▸ Task goal
In the entries below, find the line with "Target: large tree trunk" and the line with "Note. One marker is placed on each instance of the sneaker". Return those two lines and all lines between them, exactly.

▸ Data in this exercise
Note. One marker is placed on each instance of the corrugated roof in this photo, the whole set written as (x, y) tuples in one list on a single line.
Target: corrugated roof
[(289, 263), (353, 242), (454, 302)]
...
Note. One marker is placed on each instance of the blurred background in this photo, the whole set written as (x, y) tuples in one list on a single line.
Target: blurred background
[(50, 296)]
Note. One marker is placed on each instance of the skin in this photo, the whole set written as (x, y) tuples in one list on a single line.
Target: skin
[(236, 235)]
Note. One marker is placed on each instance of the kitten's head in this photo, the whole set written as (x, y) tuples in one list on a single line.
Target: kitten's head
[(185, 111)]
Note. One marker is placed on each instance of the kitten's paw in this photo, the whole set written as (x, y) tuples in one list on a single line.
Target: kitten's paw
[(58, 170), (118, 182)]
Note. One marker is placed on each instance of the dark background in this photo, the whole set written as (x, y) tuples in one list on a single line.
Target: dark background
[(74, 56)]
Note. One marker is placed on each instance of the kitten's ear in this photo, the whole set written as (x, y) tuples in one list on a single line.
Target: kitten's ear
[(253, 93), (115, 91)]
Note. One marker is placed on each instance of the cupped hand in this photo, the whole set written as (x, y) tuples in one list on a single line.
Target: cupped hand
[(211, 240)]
==
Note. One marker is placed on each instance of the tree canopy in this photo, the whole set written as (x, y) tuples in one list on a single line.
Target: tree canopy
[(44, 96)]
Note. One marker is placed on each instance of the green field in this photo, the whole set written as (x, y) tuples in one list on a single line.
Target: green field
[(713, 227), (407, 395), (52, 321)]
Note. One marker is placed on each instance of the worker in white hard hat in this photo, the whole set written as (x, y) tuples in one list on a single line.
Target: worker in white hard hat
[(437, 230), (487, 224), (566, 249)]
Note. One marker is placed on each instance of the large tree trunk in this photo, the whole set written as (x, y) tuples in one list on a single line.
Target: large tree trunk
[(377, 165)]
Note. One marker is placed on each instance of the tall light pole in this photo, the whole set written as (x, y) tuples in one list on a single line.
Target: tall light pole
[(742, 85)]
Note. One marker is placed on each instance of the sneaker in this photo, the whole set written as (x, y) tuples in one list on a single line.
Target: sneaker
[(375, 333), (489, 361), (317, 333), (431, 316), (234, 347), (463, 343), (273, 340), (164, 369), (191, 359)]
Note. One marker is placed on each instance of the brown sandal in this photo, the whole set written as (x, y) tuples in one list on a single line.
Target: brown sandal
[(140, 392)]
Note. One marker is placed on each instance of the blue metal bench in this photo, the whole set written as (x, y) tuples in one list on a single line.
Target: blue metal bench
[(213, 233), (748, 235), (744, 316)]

▸ Result of this exercise
Target: large tree trunk
[(377, 165)]
Note. One marker is placed on each instance of the tall light pole in this photo, the whole set written as (x, y) tuples in one list on a single line.
Target: tall light pole
[(742, 85)]
Note. One marker is placed on each instance of the sneaker in this photo, the whole set written as (x, y) tuples in one list on a single line.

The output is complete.